• **Passage given**
====

Lisa and Ray own two farms in the Beaudesert district growing parsley in the ground and in raised hydroponic media beds. As long-time growers, they have experienced the emotional rollercoaster ride that comes with drought, storms and flood and they have developed some fundamental risk management strategies to minimise potential damage.

“When flooding is predicted, a lot of the harvested (plant) stock is bought back to this farm and stored in the cold room,” explains Lisa. “Ray has been a great weather man for many years; I knew he was expecting a great wet this year because I got my first clothes dryer for Christmas.

“When he prepares the land for summer, he always hills up the media rows as high as he can go,” she added.

Lisa advises that the internet is a great farming tool. For Australian growers, she recommends the Bureau of Meteorology ( The Bureau’s weather services encompass a wide range of forecasts, warnings, current weather observations and information services to the general public, national and international shipping and aviation, the Department of Defence and other groups. A number of offices around the country issue forecast warnings and other weather information and maintain a 24-hour, seven days a week weather watch service.

“From this website, we watch the weather, and forecasts, the rainfall data, and the river heights. We can have no rain here, yet up on the range further down the Logan River they may have a downpour which we can expect to see in two days time with rising river levels.

====

• **Exercise task A**
Decide whether each statement below agrees with the passage on the parsley farms. Answer yes or no for each, and quote the deciding words of the passage.
(i) Lisa and Ray grow parsley on two farms in the Beaudesert district.
(ii) Heavy rain on the range further down the Logan River can be expected to appear here as rising river levels in two days.
(iii) When preparing the land for summer, Ray keeps the media rows low and flat.

====

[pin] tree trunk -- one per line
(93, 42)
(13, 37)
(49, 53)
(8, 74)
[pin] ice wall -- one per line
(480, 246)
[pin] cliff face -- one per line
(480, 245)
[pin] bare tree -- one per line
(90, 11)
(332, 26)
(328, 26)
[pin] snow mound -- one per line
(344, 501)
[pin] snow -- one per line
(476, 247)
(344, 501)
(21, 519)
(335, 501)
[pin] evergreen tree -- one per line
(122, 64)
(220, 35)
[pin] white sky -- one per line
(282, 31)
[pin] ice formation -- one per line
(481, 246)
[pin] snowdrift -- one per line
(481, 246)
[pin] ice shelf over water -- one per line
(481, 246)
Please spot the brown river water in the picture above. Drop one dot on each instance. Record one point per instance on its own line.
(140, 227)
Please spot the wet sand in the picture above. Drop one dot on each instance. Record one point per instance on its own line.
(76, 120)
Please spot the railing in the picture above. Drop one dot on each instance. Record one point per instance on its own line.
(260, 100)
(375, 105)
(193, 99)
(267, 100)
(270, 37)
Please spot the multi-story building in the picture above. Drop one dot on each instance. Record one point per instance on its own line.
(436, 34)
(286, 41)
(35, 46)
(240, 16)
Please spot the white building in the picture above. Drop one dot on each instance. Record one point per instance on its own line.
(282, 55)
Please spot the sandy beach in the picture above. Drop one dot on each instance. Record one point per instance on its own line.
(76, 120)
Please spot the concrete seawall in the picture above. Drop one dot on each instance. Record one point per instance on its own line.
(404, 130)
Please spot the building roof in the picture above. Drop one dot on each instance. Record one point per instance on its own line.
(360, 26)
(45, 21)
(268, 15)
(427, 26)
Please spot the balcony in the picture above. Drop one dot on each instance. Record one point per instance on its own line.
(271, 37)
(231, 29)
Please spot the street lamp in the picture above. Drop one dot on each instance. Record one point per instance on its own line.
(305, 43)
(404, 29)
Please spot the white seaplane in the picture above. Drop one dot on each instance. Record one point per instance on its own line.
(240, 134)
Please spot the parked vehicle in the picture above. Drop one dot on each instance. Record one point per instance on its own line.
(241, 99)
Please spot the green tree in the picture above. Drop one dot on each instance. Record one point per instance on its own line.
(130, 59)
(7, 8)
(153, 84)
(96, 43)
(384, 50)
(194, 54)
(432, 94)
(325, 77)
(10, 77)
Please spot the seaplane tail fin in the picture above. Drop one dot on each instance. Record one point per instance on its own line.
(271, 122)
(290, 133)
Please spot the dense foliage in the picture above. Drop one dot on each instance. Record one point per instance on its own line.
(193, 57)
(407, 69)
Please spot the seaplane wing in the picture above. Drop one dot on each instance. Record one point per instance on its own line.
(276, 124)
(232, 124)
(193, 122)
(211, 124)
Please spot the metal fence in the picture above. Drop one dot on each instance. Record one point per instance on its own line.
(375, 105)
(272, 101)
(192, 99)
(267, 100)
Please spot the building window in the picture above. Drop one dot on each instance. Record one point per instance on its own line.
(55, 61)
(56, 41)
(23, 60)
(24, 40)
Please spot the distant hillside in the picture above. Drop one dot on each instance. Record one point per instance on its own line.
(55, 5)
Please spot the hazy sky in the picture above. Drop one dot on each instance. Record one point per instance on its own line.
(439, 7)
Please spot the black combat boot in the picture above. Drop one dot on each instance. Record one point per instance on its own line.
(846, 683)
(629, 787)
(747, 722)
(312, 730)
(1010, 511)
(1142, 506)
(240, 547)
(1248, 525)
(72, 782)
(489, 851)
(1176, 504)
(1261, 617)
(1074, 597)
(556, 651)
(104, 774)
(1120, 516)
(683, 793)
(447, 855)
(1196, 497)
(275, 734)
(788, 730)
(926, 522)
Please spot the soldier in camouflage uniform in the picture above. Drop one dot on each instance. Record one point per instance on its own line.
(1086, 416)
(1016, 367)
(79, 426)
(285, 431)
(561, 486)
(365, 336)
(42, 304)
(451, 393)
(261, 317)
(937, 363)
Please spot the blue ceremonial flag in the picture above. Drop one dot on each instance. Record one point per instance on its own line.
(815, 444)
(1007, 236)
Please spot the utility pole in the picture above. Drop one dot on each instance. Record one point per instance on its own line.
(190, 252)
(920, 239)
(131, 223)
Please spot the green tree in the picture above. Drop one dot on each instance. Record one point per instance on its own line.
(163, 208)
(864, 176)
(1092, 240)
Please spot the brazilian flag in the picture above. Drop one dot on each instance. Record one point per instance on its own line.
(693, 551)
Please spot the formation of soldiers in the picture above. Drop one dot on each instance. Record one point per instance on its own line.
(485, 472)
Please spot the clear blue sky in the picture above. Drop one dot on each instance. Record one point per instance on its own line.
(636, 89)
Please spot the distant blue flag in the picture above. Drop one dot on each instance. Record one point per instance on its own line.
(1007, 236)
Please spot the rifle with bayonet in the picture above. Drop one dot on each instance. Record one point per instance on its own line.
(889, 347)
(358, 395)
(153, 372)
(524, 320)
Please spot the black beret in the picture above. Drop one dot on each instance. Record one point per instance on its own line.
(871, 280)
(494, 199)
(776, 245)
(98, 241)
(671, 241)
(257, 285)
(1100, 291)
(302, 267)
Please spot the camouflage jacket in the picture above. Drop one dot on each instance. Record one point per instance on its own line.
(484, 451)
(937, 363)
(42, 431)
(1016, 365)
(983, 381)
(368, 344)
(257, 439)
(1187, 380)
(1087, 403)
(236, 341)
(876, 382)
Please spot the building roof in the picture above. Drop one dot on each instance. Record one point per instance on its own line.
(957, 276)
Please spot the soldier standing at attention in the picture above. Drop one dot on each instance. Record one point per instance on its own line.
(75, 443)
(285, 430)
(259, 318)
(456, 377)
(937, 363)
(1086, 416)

====

• **Exercise task B**
Rewrite the records from the line containing "Please spot the black beret" through the end of the records, replacing "instance" with "occurrence" and leaving everything else unchanged.

• **Result A**
(i) Yes: "Lisa and Ray own two farms in the Beaudesert district growing parsley"
(ii) Yes: "up on the range further down the Logan River they may have a downpour which we can expect to see in two days time with rising river levels"
(iii) No: "he always hills up the media rows as high as he can go"

• **Result B**
Please spot the black beret in the picture above. Drop one dot on each occurrence. Record one point per occurrence on its own line.
(871, 280)
(494, 199)
(776, 245)
(98, 241)
(671, 241)
(257, 285)
(1100, 291)
(302, 267)
Please spot the camouflage jacket in the picture above. Drop one dot on each occurrence. Record one point per occurrence on its own line.
(484, 451)
(937, 363)
(42, 431)
(1016, 365)
(983, 381)
(368, 344)
(257, 439)
(1187, 380)
(1087, 403)
(236, 341)
(876, 382)
Please spot the building roof in the picture above. Drop one dot on each occurrence. Record one point per occurrence on its own line.
(957, 276)
Please spot the soldier standing at attention in the picture above. Drop one dot on each occurrence. Record one point per occurrence on its own line.
(75, 443)
(285, 430)
(259, 318)
(456, 377)
(937, 363)
(1086, 416)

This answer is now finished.